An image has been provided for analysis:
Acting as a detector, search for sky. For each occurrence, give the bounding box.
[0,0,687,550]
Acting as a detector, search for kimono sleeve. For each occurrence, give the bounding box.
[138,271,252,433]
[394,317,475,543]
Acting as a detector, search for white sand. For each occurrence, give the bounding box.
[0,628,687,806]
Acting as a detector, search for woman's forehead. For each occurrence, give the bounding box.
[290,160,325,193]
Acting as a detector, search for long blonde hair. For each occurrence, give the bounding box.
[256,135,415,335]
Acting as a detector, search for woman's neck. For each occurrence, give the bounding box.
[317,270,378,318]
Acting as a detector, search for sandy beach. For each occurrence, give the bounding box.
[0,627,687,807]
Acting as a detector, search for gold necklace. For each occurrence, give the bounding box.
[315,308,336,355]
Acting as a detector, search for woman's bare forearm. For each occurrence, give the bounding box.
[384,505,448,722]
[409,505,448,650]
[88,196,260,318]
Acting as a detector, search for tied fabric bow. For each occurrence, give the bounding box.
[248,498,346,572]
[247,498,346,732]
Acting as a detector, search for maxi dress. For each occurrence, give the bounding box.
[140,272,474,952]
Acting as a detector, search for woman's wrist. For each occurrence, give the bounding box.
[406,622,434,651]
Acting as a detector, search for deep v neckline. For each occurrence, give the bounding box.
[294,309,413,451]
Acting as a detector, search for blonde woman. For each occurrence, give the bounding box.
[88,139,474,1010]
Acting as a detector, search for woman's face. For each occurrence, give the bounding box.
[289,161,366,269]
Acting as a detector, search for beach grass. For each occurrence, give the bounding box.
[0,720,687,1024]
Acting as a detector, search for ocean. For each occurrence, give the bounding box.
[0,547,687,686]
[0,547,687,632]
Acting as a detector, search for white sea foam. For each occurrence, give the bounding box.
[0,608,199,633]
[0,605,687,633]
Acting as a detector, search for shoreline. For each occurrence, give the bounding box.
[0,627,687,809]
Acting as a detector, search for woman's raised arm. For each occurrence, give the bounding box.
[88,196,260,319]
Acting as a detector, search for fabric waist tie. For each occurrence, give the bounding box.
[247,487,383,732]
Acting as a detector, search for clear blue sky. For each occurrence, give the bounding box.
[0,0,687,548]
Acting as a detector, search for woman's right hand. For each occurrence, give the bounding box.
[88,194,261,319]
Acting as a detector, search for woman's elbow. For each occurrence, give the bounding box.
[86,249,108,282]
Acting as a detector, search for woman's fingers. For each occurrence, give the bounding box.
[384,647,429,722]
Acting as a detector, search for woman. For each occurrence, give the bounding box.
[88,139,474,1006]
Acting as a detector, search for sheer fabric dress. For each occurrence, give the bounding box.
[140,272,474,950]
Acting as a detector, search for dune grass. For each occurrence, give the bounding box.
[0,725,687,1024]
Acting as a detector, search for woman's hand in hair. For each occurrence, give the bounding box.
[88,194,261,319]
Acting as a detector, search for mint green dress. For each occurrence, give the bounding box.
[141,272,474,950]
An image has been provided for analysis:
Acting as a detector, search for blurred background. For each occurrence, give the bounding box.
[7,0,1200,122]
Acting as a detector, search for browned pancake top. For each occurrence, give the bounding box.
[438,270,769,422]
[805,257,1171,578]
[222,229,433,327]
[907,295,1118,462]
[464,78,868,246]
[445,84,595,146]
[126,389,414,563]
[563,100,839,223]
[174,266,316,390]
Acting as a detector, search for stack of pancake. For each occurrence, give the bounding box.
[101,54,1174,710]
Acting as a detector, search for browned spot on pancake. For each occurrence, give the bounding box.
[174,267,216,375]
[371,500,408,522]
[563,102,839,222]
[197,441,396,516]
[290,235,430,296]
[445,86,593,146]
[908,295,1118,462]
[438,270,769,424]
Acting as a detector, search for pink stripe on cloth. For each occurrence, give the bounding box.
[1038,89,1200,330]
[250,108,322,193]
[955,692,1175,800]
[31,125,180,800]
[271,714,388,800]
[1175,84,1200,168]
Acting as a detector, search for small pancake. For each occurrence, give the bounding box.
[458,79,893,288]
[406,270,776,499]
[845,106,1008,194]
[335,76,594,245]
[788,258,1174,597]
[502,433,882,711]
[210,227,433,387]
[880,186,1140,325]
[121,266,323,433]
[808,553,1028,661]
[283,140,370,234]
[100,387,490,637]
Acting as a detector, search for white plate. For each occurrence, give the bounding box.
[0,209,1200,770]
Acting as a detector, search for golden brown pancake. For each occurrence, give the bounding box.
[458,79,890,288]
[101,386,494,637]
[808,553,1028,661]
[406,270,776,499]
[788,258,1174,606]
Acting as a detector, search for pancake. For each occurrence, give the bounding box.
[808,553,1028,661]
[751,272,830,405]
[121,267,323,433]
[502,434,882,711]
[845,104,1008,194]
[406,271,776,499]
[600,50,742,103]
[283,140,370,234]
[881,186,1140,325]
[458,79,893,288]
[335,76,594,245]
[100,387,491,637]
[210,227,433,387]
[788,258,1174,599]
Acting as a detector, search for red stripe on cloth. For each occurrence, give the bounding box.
* * * * *
**WHAT YOU SHOULD DO:**
Start at the line that has "Acting as a detector, search for sheer" and stop after the line that has "[0,725,687,1024]". Write those rows out again with the search lines kept, shifting every bounding-box coordinate by adding 49.

**RESULT FOR THIS EXERCISE:**
Acting as a detector, search for sheer fabric dress. For each occurrence, give the bounding box.
[189,321,523,999]
Acting as a detector, search for dune grass. For each occurrence, give the bounding box.
[49,774,736,1073]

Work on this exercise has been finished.